(What the exercise asks) Without including the images, transcribe each record precisely as it appears below.

(The data)
┌──

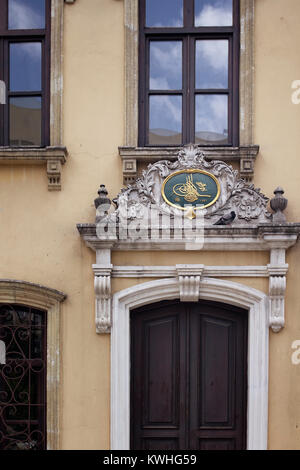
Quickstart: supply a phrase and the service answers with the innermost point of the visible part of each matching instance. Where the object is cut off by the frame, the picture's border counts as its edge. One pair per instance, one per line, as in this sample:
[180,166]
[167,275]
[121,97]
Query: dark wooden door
[188,376]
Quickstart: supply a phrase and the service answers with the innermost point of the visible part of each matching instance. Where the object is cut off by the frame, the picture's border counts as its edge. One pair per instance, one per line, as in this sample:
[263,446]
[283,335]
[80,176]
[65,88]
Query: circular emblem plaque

└──

(Solution to the problem)
Quickstart: supply a phrase and the service answers with the innermost point of the visible part of each matching instance. Where the object is cut off by the frame, the picture's border counts as its edge. One pair per instance, one per line, as in this sample:
[180,166]
[167,275]
[121,97]
Query: dark wooden door
[188,376]
Quickstart: supply a phrase and the service answers with the innermost point of the visible part of each matching instance. Where the object is cut off by the frame, the picture's border counts as its edge. One pair per instance, one per line, as in this sample:
[263,446]
[283,335]
[80,176]
[65,88]
Query: circular emblem plaque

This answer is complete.